求められる内容 — 流体塗布用装置の説明文について、【0003】の最後の文に続けて書き継いでください。

本文抜粋 —
======
説明

流体塗布用装置

【課題】押出または噴霧の際のアクセスのしやすさを向上し、それにより、工具を取り替える必要なく続行することができるようにすること;第1の噴霧方向から第2の噴霧方向への調節に必要な調節時間を少なくすること;途中で工具の交換を行わずに、例えば噴霧と押出のような、異なる加工工程間の移行を可能にする。
【解決手段】異なる位置および方向間で調節可能な保持装置上に工具として装着するように意図された、表面上への流体塗布用装置であって、該装置は、1つまたは幾つかの加圧された流体を、該工具上に装着された、該流体を排出するための少なくとも2つのノズル38,39に供給するための供給手段4を備える、装置。

【発明の詳細な説明】
【技術分野】
【0001】
本発明は、請求項1の前提部に記載の流体塗布用装置に関する。
【背景技術】
【0002】
現在のタイプの装置は、多数のスプレーノズルを有し且つロボットの形態の制御装置に装着されるように設計された回転式スプレーガンとして、実用化されている。
【0003】
スプレーガンは、ガス、液体、プラスチック材料などの流体を表面上に噴霧または押出する場合に用いられる。塗布の分野の1つの例は自動車産業にあり、ボディの表面を処理する場合または接合部を封止する場合である。もちろん、他の塗布の分野も当然可能である。ガンを用いる場合、材料を塗布する表面に対して慎重にガンを配置しなければならない。従来のスプレーガンは、通常、固定された塗布方向を有する1つのノズルを備えている。従って、ノズルの向きを変えるにはガン全体を回さなければならず、これにはやや時間がかかり、限られたスペースではアクセスのしやすさの問題が生じ得る。スプレーガンの方向を変える場合、精度良く正確な塗布を達成するために、ロボットの制御命令に対する要求は大きい。
======
データ抜粋 —
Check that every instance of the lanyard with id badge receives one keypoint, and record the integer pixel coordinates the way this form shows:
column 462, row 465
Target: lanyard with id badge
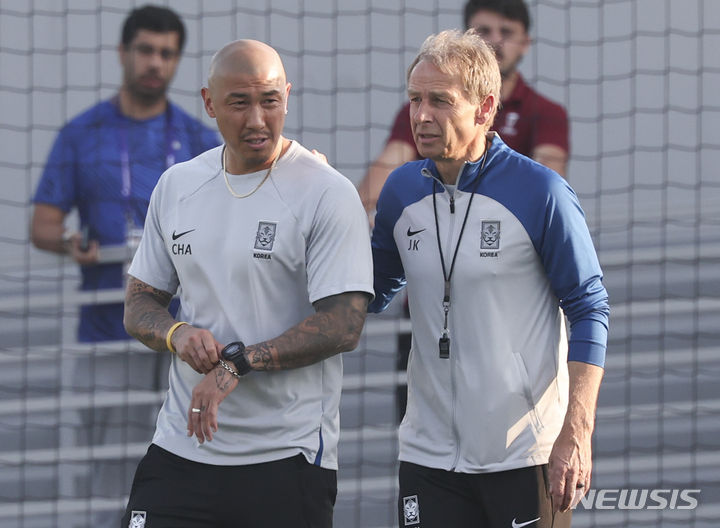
======
演習の解答 —
【0004】
幾つかのノズルを有する回転式スプレーアセンブリは、例えば、WO 80/02278から既知である。しかし、この公報は、すべてのノズルに同時に供給するスプレーアセンブリを示しており、これは、アセンブリの使用範囲をかなり制限してしまう。
【発明の開示】
【発明が解決しようとする課題】
【0005】
本発明の1つの目的は、例えば、押出または噴霧の際のアクセスのしやすさを向上し、それにより、工具を取り替える必要なく続行することができるようにすることである。
【0006】
本発明の別の目的は、第1の噴霧方向から第2の噴霧方向への調節に必要な調節時間を少なくすることである。
【0007】
本発明のさらに他の目的は、途中で工具の交換を行わずに、例えば噴霧と押出のような、異なる加工工程間の移行を可能にすることである。
【課題を解決するための手段】
【0008】
本発明によって以下が提供される。
(項目1)異なる位置および方向間で調節可能な保持装置上に工具として装着するように意図された、表面上への流体塗布用装置であって、該装置は、1つまたは幾つかの加圧された流体を、該工具上に装着された、該流体を排出するための少なくとも2つのノズル(38〜41)に供給するための供給手段(4)を備え、該装置が、該供給手段(4)から、各バルブ手段と対応のノズルとの間に延びるチャネル(28、29、30、32、36)を介する各ノズルへの流体の供給を別個に制御するための、各ノズル(38〜41)に関連する少なくとも1つのバルブ手段(26)を備えることを特徴とする、装置。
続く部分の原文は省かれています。